Please reproduce everything from the line containing "Task: pick out laptop, one" down to the line containing "<point>238,375</point>" in the items below, character for character. Include both of those lines and nothing else.

□ □ □

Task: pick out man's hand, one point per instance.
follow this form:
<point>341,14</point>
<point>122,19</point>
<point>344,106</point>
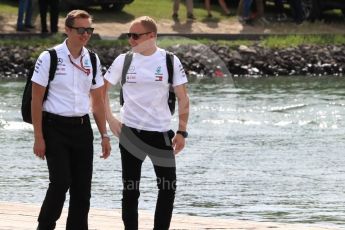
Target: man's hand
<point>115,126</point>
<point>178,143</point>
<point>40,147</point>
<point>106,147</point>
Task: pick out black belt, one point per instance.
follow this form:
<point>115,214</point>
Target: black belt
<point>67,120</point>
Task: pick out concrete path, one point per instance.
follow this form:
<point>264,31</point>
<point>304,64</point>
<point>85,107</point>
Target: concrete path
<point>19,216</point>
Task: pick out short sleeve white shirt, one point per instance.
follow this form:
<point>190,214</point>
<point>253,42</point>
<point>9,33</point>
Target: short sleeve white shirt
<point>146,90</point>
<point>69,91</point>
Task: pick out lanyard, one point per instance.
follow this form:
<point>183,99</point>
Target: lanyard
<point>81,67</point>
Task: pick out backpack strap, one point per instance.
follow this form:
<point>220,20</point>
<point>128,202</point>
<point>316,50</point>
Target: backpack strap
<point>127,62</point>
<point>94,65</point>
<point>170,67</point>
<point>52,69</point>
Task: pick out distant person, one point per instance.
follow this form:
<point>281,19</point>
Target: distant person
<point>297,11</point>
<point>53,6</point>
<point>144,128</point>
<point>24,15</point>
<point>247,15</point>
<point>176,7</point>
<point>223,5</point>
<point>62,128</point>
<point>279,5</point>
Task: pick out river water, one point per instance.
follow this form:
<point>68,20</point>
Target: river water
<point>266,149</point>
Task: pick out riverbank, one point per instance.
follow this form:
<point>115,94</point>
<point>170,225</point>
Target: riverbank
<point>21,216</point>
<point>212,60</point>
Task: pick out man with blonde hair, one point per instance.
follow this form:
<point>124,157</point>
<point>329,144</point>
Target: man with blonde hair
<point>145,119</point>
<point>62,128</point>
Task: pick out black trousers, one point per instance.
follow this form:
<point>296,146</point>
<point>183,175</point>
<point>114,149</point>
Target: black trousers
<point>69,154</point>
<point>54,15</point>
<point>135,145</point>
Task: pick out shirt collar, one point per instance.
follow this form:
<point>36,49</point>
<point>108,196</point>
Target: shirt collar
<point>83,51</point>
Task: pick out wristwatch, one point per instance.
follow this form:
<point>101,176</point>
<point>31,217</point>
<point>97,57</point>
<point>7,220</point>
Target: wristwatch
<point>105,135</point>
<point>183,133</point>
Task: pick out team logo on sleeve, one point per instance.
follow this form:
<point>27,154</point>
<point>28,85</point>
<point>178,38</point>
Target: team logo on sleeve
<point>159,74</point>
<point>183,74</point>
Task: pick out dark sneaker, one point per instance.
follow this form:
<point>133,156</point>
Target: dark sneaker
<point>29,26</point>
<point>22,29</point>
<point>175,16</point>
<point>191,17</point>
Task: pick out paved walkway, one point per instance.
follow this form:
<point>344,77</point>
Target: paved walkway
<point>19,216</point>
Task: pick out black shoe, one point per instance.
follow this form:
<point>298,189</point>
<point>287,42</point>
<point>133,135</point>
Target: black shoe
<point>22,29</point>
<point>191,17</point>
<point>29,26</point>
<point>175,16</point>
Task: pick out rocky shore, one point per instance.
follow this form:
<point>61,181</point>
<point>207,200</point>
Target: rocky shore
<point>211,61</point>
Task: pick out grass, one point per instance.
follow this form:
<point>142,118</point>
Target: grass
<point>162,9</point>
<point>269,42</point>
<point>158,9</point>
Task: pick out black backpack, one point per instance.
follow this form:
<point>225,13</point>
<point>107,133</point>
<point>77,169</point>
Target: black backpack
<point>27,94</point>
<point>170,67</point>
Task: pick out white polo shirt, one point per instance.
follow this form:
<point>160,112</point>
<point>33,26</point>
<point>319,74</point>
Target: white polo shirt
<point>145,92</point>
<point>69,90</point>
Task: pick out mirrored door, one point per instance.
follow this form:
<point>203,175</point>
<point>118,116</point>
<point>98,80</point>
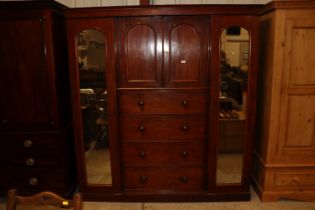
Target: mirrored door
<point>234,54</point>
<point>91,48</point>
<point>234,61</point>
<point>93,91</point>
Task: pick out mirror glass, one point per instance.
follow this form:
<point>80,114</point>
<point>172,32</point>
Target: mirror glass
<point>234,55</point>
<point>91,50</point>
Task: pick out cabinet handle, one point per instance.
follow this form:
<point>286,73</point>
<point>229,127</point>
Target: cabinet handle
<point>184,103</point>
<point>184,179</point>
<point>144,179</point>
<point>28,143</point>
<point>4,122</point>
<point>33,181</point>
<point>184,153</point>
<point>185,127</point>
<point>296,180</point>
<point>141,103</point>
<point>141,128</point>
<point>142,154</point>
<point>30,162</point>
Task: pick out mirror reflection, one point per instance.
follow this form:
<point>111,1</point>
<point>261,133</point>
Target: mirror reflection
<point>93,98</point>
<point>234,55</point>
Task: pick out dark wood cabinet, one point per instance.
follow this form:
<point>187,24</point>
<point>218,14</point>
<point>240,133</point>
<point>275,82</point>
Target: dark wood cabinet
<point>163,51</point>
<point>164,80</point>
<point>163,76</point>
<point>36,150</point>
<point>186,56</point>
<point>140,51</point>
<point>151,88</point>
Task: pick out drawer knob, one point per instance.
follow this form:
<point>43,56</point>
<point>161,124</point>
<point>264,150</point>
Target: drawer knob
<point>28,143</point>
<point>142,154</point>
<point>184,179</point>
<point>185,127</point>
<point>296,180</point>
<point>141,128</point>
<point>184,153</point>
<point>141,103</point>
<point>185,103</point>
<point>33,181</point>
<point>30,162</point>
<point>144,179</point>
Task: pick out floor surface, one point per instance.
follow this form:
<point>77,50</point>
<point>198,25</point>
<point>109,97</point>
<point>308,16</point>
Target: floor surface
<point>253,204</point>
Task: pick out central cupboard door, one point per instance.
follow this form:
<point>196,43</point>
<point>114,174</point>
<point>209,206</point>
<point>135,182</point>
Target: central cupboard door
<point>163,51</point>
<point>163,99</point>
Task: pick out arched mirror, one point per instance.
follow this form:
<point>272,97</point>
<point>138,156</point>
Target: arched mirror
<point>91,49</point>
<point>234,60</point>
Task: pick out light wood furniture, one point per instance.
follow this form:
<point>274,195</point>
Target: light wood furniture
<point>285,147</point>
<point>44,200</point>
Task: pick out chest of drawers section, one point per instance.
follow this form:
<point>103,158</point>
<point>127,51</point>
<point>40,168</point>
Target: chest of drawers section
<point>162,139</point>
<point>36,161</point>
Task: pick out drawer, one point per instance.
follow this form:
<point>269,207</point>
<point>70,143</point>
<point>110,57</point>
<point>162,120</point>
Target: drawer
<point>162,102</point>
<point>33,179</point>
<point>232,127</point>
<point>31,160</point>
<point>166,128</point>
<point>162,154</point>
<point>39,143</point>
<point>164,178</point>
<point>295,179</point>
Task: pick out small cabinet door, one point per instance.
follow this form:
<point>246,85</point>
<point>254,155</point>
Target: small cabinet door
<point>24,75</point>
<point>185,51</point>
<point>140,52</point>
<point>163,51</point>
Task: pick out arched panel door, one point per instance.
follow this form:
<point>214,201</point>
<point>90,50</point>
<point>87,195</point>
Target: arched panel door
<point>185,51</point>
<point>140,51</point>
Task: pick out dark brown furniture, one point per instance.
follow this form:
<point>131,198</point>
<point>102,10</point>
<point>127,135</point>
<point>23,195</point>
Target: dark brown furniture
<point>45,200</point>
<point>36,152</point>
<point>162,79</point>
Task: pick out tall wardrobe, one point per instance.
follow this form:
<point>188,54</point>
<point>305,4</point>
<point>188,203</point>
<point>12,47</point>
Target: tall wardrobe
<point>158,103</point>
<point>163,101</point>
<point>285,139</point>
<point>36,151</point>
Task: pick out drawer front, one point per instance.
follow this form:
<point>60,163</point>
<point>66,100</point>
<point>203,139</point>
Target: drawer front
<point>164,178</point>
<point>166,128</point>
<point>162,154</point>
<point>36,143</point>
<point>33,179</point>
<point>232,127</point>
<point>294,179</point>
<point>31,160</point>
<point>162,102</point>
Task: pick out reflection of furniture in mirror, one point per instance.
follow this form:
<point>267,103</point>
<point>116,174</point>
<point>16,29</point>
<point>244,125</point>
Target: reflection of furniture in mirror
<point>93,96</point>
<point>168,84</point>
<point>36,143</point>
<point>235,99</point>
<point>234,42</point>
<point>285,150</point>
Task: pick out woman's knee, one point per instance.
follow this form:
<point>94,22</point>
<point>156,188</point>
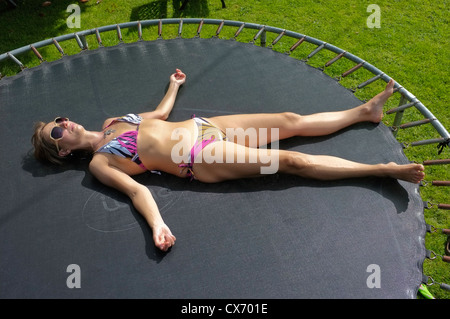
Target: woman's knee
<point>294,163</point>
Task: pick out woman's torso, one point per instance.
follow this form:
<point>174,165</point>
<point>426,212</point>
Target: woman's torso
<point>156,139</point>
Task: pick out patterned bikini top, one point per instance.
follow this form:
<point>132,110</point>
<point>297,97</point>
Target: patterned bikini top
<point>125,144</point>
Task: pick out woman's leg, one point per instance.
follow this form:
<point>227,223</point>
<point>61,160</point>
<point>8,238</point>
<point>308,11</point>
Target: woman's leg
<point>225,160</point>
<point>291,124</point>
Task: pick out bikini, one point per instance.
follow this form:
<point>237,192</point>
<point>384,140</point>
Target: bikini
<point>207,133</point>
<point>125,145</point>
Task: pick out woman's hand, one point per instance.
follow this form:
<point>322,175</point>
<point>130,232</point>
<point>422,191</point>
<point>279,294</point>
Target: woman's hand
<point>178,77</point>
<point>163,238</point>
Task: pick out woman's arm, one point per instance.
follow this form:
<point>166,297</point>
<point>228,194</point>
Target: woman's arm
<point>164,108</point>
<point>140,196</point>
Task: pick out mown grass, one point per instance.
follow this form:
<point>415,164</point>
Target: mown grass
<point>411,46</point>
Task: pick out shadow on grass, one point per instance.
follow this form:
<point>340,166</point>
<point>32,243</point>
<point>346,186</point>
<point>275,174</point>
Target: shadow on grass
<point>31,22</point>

□ □ □

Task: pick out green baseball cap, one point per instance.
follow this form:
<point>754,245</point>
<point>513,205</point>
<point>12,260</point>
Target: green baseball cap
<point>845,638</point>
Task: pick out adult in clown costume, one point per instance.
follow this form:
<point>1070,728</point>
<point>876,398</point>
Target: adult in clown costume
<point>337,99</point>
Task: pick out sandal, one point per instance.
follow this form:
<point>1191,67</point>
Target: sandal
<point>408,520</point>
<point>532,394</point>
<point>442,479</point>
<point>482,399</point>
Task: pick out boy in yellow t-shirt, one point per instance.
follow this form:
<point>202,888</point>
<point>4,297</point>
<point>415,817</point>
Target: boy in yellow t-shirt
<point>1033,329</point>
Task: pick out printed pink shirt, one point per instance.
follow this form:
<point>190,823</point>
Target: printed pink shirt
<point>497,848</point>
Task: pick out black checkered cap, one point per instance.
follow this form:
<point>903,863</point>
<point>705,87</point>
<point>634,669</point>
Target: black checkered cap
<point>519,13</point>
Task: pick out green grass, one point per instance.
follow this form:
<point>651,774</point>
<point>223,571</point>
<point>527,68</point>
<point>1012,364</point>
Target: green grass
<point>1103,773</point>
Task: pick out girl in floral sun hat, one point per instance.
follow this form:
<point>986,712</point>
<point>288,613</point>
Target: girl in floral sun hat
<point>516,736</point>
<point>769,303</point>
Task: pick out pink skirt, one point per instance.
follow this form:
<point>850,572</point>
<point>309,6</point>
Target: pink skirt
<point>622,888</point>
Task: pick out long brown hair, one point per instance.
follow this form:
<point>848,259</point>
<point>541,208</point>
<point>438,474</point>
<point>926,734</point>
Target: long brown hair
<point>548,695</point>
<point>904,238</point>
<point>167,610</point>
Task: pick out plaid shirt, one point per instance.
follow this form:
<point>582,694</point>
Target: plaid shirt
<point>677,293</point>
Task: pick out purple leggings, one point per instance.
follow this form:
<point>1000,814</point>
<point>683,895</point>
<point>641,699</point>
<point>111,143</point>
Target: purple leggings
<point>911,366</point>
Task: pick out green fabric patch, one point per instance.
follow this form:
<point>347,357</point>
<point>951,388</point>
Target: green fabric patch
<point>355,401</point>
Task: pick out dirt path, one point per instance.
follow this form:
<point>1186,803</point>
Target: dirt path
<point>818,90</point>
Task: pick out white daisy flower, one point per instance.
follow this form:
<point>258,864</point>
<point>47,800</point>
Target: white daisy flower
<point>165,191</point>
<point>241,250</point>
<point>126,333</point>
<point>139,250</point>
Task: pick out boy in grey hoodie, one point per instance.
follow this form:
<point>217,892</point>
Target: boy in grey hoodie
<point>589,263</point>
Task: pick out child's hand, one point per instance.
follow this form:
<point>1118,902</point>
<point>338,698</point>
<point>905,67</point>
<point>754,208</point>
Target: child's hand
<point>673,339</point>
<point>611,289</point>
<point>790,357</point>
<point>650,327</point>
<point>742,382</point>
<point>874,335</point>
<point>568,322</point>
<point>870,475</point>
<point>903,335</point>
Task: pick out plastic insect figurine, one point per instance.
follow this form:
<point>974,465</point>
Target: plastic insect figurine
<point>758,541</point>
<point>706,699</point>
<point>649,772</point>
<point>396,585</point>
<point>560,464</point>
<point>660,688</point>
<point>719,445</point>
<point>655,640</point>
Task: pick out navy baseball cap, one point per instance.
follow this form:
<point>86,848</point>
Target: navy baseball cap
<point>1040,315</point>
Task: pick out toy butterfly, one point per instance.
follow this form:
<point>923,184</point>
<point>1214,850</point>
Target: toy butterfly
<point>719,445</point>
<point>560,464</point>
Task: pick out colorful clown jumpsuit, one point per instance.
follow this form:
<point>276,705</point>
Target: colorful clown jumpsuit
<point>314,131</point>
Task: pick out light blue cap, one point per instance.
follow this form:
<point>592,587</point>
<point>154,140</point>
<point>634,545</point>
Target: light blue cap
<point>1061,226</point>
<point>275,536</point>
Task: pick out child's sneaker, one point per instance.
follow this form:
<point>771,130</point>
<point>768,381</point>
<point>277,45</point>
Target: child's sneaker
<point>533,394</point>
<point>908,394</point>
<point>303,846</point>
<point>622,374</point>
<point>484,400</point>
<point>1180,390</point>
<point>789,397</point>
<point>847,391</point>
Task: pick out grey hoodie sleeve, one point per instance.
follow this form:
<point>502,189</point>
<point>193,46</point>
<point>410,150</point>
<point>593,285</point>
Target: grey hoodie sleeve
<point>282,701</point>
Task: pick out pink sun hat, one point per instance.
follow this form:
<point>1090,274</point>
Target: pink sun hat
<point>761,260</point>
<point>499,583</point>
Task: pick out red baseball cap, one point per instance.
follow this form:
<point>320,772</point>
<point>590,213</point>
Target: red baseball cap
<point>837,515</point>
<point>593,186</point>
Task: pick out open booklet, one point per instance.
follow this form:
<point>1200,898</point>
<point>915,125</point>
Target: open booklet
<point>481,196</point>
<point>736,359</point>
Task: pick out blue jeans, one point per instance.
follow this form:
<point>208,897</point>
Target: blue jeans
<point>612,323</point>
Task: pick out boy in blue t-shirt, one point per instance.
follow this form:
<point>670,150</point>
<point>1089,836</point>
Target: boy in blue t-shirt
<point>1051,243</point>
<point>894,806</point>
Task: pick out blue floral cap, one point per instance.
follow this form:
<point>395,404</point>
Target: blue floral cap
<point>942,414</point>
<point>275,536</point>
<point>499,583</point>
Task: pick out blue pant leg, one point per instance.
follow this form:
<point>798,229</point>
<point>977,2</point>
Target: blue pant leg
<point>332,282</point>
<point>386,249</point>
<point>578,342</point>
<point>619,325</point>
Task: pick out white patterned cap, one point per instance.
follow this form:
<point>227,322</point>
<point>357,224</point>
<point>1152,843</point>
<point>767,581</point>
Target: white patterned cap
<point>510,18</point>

□ □ □

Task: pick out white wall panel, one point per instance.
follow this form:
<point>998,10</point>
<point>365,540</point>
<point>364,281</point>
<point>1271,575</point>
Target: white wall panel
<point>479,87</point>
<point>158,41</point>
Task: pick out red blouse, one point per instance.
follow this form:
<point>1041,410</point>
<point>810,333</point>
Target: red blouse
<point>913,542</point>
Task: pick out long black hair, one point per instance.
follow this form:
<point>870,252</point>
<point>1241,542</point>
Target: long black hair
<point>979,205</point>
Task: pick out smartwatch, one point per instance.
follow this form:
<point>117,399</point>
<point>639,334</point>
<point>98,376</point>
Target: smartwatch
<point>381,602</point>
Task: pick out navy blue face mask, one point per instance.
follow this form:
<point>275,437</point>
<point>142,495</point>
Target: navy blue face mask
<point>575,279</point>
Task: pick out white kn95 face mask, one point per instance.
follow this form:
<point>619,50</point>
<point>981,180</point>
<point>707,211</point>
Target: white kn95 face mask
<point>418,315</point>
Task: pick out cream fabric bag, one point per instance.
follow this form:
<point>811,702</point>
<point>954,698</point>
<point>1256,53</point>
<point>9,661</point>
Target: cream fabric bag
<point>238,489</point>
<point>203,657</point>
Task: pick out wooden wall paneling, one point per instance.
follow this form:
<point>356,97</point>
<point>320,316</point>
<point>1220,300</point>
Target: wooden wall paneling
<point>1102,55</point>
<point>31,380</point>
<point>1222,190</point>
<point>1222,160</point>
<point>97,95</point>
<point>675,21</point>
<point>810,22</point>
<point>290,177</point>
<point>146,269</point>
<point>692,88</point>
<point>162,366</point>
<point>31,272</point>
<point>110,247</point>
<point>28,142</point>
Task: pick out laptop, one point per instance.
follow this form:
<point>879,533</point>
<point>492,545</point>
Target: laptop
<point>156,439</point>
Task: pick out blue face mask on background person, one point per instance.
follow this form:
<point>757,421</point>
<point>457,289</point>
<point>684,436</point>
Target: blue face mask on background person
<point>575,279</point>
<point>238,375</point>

□ □ □

REPLY TO THE TASK:
Task: pick out laptop, one point per instance.
follow this form:
<point>879,533</point>
<point>492,545</point>
Target: laptop
<point>156,439</point>
Task: pick out blue face mask on background person, one point per instance.
follow this form:
<point>757,421</point>
<point>457,289</point>
<point>684,436</point>
Target: blue face mask on background person
<point>575,279</point>
<point>238,375</point>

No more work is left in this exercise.